Your instructions: Reproduce the tail of the data exactly. It starts at the line containing "Task: identify the aircraft" and runs to the last line.

═══ Data to process ═══

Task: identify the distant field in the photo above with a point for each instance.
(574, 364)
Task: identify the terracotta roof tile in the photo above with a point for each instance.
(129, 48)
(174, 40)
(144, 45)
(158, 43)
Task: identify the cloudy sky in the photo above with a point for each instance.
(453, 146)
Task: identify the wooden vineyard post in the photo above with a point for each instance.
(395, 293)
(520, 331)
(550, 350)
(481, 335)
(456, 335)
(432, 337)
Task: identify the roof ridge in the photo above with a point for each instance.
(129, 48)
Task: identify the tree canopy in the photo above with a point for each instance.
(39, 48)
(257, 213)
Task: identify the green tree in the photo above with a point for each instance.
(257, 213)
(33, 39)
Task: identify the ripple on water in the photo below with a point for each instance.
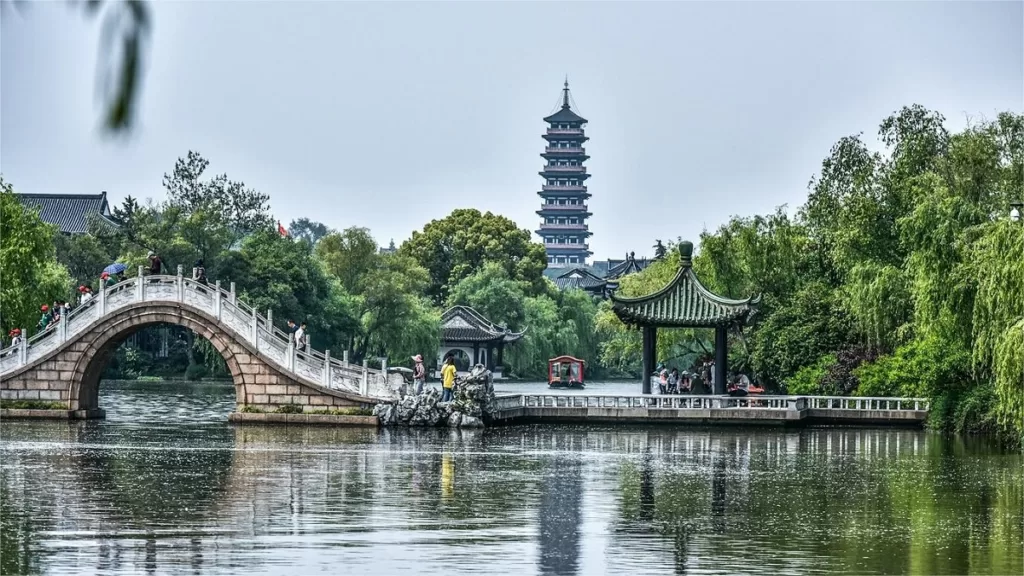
(165, 485)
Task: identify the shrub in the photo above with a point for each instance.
(840, 378)
(808, 379)
(975, 410)
(923, 367)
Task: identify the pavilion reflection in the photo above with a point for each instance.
(559, 517)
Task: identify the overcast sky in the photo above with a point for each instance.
(389, 115)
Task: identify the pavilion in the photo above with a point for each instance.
(684, 302)
(467, 333)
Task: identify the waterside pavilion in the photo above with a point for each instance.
(684, 302)
(467, 335)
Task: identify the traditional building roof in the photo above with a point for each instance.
(580, 278)
(70, 212)
(565, 114)
(683, 302)
(629, 265)
(463, 324)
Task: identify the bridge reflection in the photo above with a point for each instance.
(423, 500)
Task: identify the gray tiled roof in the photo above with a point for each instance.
(463, 324)
(579, 278)
(683, 302)
(70, 212)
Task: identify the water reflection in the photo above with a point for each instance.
(157, 489)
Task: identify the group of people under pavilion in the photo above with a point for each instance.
(683, 302)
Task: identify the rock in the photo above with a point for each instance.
(455, 420)
(471, 422)
(470, 407)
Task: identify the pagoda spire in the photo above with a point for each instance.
(563, 210)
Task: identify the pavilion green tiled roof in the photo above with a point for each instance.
(464, 324)
(684, 302)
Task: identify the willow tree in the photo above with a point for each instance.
(998, 317)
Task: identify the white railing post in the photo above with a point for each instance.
(216, 300)
(139, 286)
(180, 284)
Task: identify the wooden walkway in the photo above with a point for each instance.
(691, 409)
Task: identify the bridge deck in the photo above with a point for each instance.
(762, 410)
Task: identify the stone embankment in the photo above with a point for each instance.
(474, 397)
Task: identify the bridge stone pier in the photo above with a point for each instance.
(65, 364)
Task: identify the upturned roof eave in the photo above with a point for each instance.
(625, 309)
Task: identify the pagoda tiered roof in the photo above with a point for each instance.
(684, 302)
(463, 324)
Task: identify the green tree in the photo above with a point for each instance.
(395, 320)
(494, 294)
(84, 256)
(30, 274)
(349, 255)
(282, 274)
(304, 229)
(454, 247)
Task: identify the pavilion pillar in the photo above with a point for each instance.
(721, 357)
(648, 355)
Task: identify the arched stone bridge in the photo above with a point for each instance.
(65, 363)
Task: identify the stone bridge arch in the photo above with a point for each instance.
(71, 373)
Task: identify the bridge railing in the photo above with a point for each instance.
(707, 402)
(239, 318)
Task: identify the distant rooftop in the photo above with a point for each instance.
(70, 212)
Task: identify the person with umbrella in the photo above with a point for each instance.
(199, 273)
(44, 321)
(155, 262)
(419, 374)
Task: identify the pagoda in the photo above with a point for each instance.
(563, 211)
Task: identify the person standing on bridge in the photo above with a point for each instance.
(419, 374)
(302, 338)
(155, 263)
(448, 379)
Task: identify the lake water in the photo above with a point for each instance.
(166, 486)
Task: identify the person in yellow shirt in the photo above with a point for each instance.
(448, 379)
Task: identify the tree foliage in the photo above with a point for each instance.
(309, 231)
(454, 247)
(30, 274)
(348, 255)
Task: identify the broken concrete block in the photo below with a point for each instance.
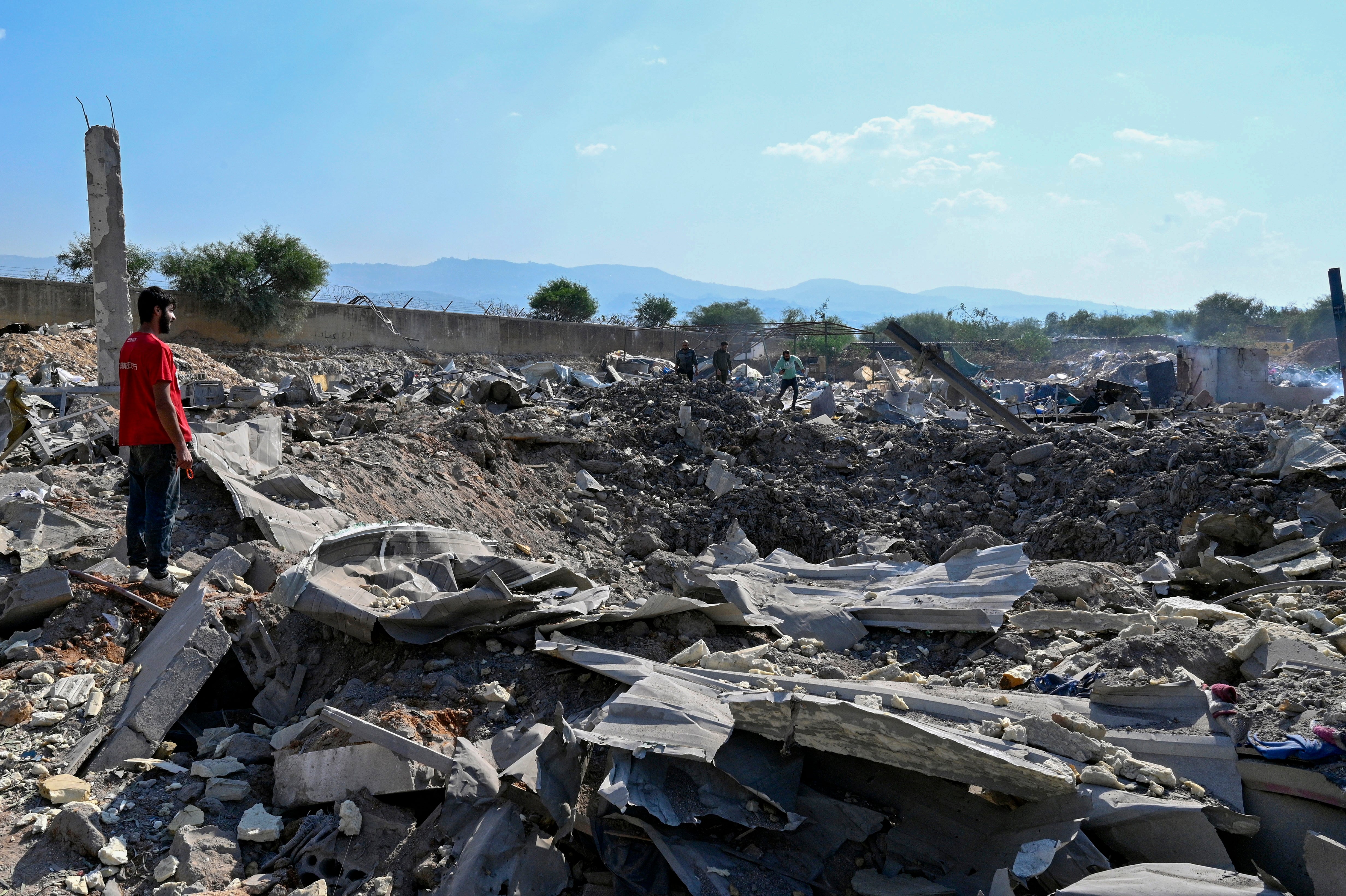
(840, 727)
(73, 689)
(15, 709)
(64, 789)
(691, 656)
(349, 818)
(250, 750)
(1287, 653)
(260, 827)
(205, 855)
(1013, 646)
(1077, 723)
(1033, 454)
(870, 883)
(327, 776)
(34, 597)
(1064, 742)
(115, 852)
(1077, 619)
(216, 767)
(1325, 860)
(227, 789)
(79, 827)
(192, 816)
(1201, 610)
(748, 660)
(177, 658)
(290, 734)
(1017, 677)
(166, 868)
(1100, 776)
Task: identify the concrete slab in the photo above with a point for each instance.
(329, 776)
(177, 658)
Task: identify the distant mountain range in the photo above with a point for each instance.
(478, 282)
(482, 280)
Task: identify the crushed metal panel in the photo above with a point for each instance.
(987, 582)
(1143, 829)
(496, 853)
(847, 728)
(657, 714)
(1325, 860)
(679, 792)
(959, 837)
(1176, 879)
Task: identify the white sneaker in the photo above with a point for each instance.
(167, 586)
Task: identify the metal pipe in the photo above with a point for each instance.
(1335, 283)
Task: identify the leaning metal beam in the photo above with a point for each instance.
(931, 356)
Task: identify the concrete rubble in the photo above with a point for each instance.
(542, 626)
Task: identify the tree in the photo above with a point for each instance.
(563, 299)
(653, 311)
(263, 282)
(1228, 314)
(725, 313)
(77, 261)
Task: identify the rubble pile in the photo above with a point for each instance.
(459, 626)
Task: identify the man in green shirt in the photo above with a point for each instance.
(789, 368)
(723, 361)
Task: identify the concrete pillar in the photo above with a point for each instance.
(108, 239)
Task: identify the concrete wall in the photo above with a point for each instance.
(38, 302)
(1240, 375)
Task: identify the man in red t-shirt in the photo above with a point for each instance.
(155, 428)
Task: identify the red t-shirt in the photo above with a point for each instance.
(144, 361)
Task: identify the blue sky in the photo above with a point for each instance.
(1143, 154)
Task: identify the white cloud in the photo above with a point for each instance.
(885, 135)
(1067, 200)
(984, 162)
(971, 201)
(1161, 140)
(933, 171)
(1200, 205)
(1123, 247)
(1228, 236)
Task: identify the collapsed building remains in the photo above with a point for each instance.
(530, 626)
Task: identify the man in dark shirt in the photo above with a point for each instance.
(722, 360)
(155, 428)
(686, 361)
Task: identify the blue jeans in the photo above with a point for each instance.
(155, 489)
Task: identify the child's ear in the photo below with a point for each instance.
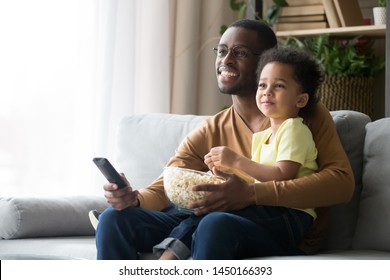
(303, 98)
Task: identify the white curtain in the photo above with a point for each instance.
(69, 71)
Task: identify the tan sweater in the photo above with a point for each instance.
(333, 184)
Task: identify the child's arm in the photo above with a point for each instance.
(224, 158)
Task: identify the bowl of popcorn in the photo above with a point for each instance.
(178, 183)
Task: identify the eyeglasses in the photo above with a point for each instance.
(237, 51)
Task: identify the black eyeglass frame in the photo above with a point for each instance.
(247, 50)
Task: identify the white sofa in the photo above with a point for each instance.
(30, 228)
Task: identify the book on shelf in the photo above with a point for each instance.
(308, 18)
(302, 10)
(300, 26)
(331, 14)
(349, 12)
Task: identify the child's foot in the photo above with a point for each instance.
(94, 218)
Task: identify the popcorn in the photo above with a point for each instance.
(178, 184)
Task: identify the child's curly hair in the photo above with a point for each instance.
(307, 71)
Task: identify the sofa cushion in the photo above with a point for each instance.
(25, 217)
(350, 127)
(147, 142)
(373, 227)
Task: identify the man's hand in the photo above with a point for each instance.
(120, 198)
(233, 194)
(221, 157)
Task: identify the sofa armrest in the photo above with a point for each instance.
(26, 217)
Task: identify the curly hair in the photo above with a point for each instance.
(307, 71)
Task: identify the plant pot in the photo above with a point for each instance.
(348, 93)
(379, 15)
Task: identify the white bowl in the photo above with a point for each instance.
(178, 184)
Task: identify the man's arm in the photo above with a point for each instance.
(333, 184)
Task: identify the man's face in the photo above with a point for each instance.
(236, 62)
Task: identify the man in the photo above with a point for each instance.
(145, 218)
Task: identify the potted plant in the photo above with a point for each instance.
(350, 67)
(379, 13)
(273, 12)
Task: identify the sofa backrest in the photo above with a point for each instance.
(350, 127)
(146, 142)
(373, 226)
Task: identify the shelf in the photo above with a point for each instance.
(350, 31)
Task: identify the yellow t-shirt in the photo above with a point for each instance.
(293, 142)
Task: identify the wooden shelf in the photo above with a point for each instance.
(351, 31)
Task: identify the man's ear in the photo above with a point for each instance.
(302, 100)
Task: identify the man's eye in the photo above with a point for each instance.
(222, 52)
(239, 53)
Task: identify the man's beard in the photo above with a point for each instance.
(239, 90)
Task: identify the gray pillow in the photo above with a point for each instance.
(25, 217)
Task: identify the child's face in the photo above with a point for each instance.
(279, 96)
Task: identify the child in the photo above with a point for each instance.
(286, 92)
(288, 80)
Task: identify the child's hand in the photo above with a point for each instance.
(221, 157)
(208, 161)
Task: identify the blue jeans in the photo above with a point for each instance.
(255, 231)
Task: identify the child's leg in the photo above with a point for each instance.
(178, 244)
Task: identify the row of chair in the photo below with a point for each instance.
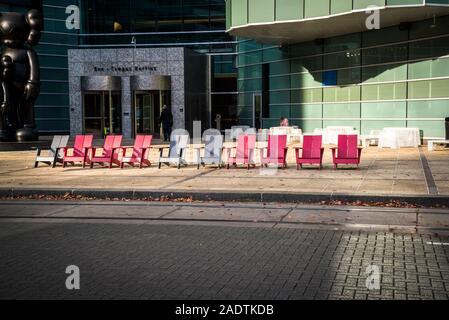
(112, 152)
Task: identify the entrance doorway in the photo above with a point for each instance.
(257, 110)
(102, 113)
(147, 111)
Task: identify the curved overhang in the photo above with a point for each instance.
(296, 31)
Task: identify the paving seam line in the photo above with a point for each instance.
(232, 196)
(347, 225)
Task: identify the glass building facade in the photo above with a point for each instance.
(195, 24)
(397, 76)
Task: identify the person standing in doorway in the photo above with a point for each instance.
(283, 122)
(167, 122)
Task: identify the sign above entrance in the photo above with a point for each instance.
(124, 69)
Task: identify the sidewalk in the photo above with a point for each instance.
(270, 215)
(390, 173)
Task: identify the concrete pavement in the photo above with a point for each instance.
(382, 172)
(270, 215)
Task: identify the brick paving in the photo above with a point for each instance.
(138, 260)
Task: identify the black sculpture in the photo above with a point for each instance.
(19, 74)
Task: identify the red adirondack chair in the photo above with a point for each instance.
(79, 150)
(244, 151)
(312, 151)
(110, 153)
(140, 152)
(348, 151)
(276, 151)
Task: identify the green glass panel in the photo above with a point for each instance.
(306, 80)
(261, 11)
(341, 110)
(389, 91)
(383, 73)
(280, 111)
(368, 125)
(429, 89)
(428, 109)
(341, 94)
(429, 48)
(245, 99)
(434, 129)
(307, 95)
(307, 126)
(384, 110)
(306, 111)
(349, 123)
(239, 12)
(280, 97)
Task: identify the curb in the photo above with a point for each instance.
(421, 200)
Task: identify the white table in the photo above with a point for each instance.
(292, 133)
(431, 143)
(399, 138)
(331, 133)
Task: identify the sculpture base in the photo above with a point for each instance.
(26, 134)
(6, 135)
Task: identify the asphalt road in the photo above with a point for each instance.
(133, 252)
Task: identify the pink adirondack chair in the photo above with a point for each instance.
(312, 151)
(110, 153)
(140, 152)
(276, 151)
(244, 151)
(348, 151)
(79, 150)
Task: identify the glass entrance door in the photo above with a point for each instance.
(147, 111)
(102, 113)
(257, 110)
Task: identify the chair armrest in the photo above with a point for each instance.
(93, 151)
(161, 150)
(65, 150)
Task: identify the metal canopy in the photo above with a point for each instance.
(296, 31)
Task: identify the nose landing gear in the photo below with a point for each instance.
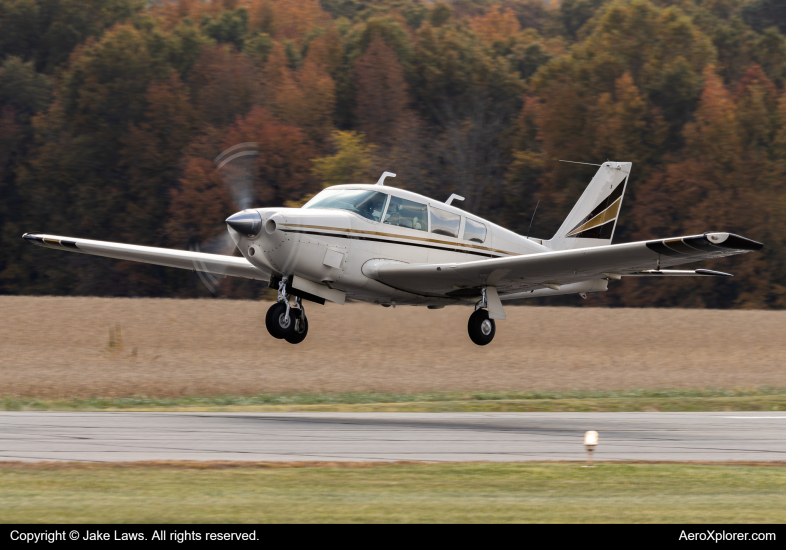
(285, 322)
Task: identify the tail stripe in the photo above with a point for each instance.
(599, 214)
(608, 215)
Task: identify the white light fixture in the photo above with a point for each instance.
(590, 440)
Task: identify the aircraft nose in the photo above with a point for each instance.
(247, 222)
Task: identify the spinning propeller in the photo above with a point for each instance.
(236, 169)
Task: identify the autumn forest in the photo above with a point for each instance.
(112, 111)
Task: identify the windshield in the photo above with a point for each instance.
(368, 204)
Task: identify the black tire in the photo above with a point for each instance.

═══

Response:
Task: identify the aircraft nose in the photo above with a point for each instance.
(247, 222)
Task: identify the spinning propeller in the photo above with a point for each instance.
(236, 169)
Task: identify the autumn forest in the photo above with a point for each instance.
(112, 111)
Task: identify the windshield in the photo above with a point for each instance.
(368, 204)
Task: identify the black tire in the photo above with a point for each instance.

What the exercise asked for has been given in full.